The problem:
Filter the listing below down to the lines holding the word "carved", and copy those lines.

==*==

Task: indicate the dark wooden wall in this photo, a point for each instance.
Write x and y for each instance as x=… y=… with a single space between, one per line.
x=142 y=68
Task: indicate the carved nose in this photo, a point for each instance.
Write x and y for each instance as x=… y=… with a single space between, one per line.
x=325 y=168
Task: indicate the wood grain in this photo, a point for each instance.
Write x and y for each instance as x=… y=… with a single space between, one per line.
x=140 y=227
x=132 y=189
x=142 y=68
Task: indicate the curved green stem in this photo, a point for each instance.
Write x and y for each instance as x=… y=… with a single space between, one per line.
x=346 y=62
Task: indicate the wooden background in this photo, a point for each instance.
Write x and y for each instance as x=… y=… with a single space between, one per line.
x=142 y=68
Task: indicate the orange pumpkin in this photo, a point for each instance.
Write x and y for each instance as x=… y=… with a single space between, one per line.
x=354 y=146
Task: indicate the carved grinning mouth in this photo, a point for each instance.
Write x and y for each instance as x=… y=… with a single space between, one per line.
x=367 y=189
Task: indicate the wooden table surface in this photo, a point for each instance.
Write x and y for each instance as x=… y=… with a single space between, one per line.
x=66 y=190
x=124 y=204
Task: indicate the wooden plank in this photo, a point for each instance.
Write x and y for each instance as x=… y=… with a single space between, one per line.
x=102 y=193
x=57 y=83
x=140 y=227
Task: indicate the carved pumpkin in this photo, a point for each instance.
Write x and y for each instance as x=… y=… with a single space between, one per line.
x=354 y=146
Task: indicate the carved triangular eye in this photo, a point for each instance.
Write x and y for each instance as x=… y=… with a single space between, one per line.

==*==

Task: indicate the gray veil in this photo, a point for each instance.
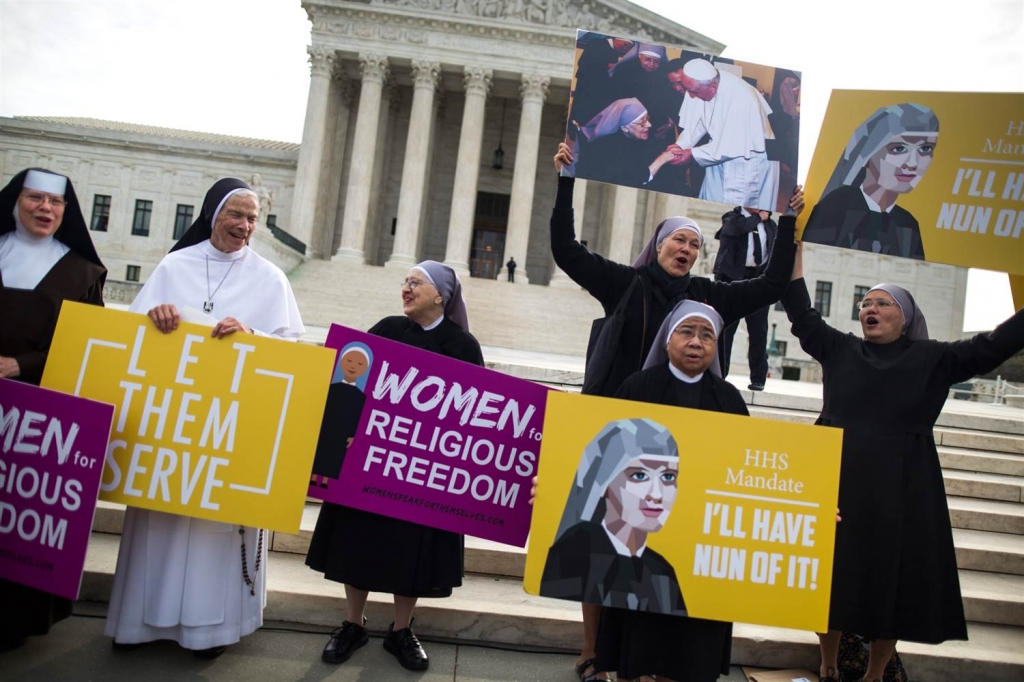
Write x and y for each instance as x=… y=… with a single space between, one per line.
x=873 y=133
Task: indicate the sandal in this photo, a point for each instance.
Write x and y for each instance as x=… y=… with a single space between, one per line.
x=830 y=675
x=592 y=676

==*==

Answer to this problem:
Task: indicate the carved nose in this photo, a point for each instance.
Task: indicate the carved grinning mouth in this photo, a point for each instance.
Task: indicate the carved pumpkin in this photo, a point for each instance.
Task: indicate the carved triangular eye in this photo, a point for each instance.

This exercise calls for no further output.